» **Aim of the task**:
Reproduce the lines of the items below as a numbered list, leaving out blank lines. Begin at the line that has "142, row 34." and stop after the line that has "column 213, row 165", including both.

──────── Records supplied

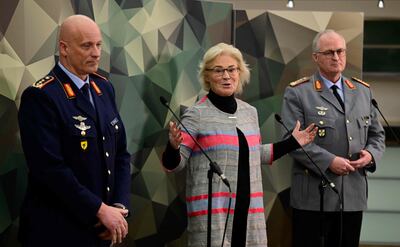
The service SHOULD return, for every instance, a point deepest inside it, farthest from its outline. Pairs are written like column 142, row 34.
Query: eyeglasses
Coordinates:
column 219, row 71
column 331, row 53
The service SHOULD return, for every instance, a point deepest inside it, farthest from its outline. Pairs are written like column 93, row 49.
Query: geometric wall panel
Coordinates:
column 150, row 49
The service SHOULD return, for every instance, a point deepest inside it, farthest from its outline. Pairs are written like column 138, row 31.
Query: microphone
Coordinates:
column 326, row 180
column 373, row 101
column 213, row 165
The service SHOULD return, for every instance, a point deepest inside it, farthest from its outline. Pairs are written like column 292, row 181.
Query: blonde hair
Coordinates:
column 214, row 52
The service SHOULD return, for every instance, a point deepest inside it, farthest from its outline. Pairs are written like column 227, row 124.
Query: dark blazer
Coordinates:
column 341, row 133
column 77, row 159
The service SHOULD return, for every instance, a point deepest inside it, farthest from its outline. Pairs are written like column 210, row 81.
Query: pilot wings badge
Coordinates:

────────────────
──────── Records supplied

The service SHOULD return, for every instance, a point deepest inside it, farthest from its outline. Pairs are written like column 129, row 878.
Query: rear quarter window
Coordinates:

────────────────

» **Response to the exercise**:
1. The service SHOULD return, for every instance, a point deepest inside it, farthest from its outline. Pairs are written like column 142, row 34.
2. Query: eyeglasses
3. Coordinates:
4. column 219, row 71
5. column 331, row 53
6. The service SHOULD return, for every instance, a point deepest inside it, farthest from its outline. Pairs are written like column 93, row 49.
7. Query: geometric wall panel
8. Coordinates:
9. column 150, row 49
10. The service SHOULD return, for every instance, a point deepest inside it, farthest from its outline. Pairs are written like column 138, row 31.
11. Query: microphone
12. Coordinates:
13. column 326, row 180
14. column 373, row 101
15. column 213, row 165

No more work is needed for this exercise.